天ぷら・かまぼこ作りの揺るぎない信念と、持続可能な会社づくりへの挑戦
天乙商店は和歌山県有田市で100年以上にわたって、魚のすり身を使った天ぷらとかまぼこを製造・販売してきました。時代の変化や社長の代替わりが起こっても、味・素材・品質・衛生と全てにこだわる姿勢は変わりません。今後の会社の展望や商品作りで大切にしていることを、社長の井上修平へのインタビュー形式でお伝えします。
天乙商店は和歌山県有田市で100年以上にわたって、魚のすり身を使った天ぷらとかまぼこを製造・販売してきました。時代の変化や社長の代替わりが起こっても、味・素材・品質・衛生と全てにこだわる姿勢は変わりません。今後の会社の展望や商品作りで大切にしていることを、社長の井上修平へのインタビュー形式でお伝えします。
ーーまず、井上社長が天乙商店で働き始めるまでのお話を伺います。天乙商店は一時期、協業組合に参加しており、昭和60年1月に天乙商店として独立しました。井上社長も同じ時期に大学を中退して家業を手伝い始めたそうですね。
「たしか大学1年の冬に母親に退学すると伝えたんかな。大学受験するときも進学をやめようかという話は出ていたんですけど、実際辞めることになったのは大学1年の冬ぐらいだったと思います」

■ ■ ■ ■ ■ ■ ■

**課題**.
A – 引用文に基づき、次の問いに答えてください。
(i) 天乙商店はどこの県・市で製造・販売を行っていますか。
(ii) 天乙商店は何を原料として天ぷらとかまぼこを作っていますか。
(iii) 天乙商店が天乙商店として独立したのはいつですか。
B – レコードの冒頭から「point(354, 247)」を含む行までを、両端の行も含めてそのまま書き写してください。
この後に続くレコードは、引用文の内容とは関係がありません。

■ ■ ■ ■ ■ ■ ■

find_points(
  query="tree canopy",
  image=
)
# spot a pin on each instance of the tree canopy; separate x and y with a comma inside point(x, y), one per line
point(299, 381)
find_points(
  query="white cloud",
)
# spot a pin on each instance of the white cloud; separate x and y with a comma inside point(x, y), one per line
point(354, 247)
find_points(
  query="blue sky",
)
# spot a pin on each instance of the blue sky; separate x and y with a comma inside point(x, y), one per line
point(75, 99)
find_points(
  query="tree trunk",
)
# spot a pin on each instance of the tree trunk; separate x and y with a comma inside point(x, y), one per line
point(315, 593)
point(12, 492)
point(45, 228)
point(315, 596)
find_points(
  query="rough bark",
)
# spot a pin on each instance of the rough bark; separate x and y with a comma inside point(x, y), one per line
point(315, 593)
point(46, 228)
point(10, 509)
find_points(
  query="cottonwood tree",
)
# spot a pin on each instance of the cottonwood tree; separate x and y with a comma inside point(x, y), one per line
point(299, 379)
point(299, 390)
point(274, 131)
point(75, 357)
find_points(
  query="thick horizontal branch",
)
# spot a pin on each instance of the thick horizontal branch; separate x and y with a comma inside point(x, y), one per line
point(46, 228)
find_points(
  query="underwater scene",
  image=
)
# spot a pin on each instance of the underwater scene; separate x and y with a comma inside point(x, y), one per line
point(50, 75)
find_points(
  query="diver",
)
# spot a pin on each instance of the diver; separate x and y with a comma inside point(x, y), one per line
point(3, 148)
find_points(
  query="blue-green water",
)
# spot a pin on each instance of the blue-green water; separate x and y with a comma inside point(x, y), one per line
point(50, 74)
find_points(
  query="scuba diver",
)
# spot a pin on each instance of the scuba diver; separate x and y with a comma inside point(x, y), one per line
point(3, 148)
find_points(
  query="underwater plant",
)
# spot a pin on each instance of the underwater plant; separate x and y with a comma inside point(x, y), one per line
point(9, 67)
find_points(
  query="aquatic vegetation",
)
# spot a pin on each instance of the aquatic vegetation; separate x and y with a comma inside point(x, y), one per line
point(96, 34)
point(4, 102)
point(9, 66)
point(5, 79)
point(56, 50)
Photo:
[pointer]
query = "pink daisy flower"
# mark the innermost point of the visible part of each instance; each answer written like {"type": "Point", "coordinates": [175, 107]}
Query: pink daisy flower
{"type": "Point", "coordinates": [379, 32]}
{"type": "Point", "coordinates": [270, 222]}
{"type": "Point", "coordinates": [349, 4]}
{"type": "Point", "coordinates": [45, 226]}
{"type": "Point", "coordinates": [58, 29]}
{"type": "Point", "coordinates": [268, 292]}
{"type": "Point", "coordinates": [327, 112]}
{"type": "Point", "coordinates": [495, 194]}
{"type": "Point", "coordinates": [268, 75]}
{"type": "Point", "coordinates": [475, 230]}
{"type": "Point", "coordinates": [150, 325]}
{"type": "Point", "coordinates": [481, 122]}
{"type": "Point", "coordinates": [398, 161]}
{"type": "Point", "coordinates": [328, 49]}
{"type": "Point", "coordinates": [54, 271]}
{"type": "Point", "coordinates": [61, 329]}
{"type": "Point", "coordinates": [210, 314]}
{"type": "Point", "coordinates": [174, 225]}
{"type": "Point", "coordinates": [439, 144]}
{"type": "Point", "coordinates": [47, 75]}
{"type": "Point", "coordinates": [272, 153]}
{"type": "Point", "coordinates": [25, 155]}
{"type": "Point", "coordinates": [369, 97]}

■ ■ ■ ■ ■ ■ ■

**解答**.
A –
(i) 和歌山県有田市
(ii) 魚のすり身
(iii) 昭和60年1月

B –
find_points(
  query="tree canopy",
  image=
)
# spot a pin on each instance of the tree canopy; separate x and y with a comma inside point(x, y), one per line
point(299, 381)
find_points(
  query="white cloud",
)
# spot a pin on each instance of the white cloud; separate x and y with a comma inside point(x, y), one per line
point(354, 247)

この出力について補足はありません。